#### The task
Whenever the string "museum" turns up in a line of the data below, copy that line.

(Dataset entries)
+++

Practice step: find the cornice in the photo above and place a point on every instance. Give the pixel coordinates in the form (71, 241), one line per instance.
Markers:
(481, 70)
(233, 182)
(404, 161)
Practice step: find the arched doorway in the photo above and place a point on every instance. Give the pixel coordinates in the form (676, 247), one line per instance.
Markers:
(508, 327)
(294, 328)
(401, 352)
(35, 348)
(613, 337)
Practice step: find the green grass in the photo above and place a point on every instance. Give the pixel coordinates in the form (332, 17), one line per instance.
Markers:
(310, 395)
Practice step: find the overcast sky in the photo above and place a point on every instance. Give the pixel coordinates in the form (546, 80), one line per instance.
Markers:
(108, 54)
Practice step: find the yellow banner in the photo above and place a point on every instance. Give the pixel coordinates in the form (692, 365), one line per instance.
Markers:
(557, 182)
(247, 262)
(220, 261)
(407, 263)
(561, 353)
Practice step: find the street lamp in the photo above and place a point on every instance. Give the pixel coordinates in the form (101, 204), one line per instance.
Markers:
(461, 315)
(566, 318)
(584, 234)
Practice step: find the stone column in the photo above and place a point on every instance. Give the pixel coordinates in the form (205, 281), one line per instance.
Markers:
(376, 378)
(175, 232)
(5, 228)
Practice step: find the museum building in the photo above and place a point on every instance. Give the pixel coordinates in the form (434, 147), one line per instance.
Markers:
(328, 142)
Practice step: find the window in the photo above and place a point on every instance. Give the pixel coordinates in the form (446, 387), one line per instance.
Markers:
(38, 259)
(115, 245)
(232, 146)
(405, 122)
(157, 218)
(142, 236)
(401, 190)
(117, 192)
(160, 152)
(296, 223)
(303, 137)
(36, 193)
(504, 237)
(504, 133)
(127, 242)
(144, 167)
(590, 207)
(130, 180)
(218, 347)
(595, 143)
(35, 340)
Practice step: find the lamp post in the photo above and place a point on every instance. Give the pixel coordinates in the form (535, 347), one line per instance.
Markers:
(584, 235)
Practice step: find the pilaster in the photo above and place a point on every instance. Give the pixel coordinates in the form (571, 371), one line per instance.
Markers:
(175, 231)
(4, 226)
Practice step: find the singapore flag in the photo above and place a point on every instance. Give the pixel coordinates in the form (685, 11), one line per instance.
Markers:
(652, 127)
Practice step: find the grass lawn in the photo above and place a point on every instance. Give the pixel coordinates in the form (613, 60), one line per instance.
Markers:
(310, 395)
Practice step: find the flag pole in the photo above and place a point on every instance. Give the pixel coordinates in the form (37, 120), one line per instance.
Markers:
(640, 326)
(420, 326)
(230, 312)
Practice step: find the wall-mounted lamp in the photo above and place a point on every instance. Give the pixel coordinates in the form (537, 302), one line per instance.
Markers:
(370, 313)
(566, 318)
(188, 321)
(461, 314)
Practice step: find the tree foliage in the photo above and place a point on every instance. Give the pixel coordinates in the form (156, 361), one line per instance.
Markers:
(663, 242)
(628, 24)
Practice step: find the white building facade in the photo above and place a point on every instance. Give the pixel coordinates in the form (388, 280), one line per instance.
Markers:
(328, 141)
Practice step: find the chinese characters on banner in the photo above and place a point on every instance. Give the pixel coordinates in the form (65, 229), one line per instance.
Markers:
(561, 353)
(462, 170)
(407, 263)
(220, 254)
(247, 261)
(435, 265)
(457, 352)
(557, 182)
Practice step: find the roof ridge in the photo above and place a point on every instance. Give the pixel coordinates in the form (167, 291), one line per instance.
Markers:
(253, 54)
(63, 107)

+++

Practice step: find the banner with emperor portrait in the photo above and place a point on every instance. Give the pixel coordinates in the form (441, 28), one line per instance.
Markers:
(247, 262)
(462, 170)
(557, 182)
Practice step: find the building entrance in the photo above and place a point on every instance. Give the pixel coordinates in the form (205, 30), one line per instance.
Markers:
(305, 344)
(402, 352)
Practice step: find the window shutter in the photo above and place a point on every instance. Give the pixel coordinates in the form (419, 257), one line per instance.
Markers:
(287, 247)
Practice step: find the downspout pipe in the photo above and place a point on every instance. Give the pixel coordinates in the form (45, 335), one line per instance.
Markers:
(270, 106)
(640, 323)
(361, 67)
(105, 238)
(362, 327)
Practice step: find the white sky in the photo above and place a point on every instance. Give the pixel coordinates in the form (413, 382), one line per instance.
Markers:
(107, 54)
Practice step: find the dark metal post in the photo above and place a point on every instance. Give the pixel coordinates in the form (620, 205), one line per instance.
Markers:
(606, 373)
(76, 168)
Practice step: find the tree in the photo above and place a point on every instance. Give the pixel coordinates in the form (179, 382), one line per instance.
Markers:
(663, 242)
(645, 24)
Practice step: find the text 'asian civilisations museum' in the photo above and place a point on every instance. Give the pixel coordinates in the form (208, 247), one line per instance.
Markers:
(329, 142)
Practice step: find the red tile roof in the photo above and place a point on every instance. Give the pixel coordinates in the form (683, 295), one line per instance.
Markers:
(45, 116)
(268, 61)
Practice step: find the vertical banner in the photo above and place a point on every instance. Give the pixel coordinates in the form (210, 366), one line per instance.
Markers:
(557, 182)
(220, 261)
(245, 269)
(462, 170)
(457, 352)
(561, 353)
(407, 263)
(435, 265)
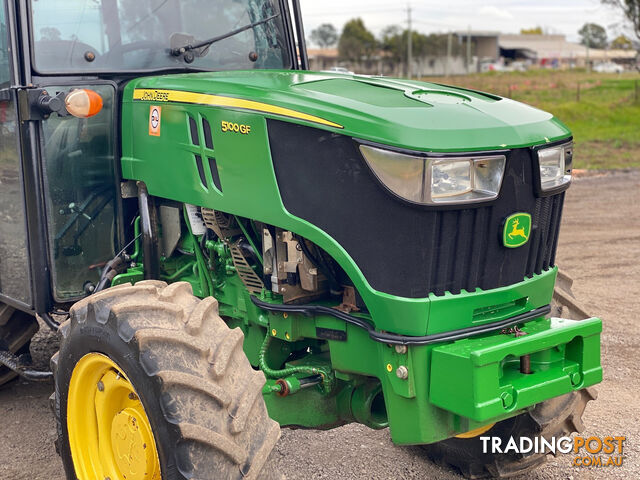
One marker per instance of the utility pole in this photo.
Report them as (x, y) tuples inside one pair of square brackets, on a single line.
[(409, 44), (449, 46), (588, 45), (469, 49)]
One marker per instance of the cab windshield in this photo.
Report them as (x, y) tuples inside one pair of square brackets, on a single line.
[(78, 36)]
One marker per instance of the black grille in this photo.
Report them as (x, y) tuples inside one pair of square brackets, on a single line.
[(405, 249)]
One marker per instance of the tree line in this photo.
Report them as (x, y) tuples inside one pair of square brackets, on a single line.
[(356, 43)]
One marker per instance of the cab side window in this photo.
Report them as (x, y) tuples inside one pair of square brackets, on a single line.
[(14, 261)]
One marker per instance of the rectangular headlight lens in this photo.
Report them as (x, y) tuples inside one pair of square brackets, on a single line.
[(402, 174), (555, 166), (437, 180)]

+++

#### Written solution
Practice step: find the museum building in the photo above and place a point on every instance. Give the pixel coordinates in the form (434, 147), one line per instance.
Practice step: find the text 'asian civilisations museum' in the photo above and place a point on every instance. Give the pixel coordinates in the form (208, 247), one line per instance.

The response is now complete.